» Objective: Rewrite every line of the data below, requests included, and scale each coordinate in the answers by 1.25, rounding to whole numbers with halves rounded up. Leave the numbers in the requests and in their format samples unchanged.

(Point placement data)
>> begin
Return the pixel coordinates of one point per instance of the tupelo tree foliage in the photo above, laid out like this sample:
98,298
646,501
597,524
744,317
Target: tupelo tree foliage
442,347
>> end
» Answer:
Return the pixel coordinates of one point per instance of the tupelo tree foliage in the photo above, laid out like this sample:
98,298
646,501
597,524
744,317
Target: tupelo tree foliage
553,434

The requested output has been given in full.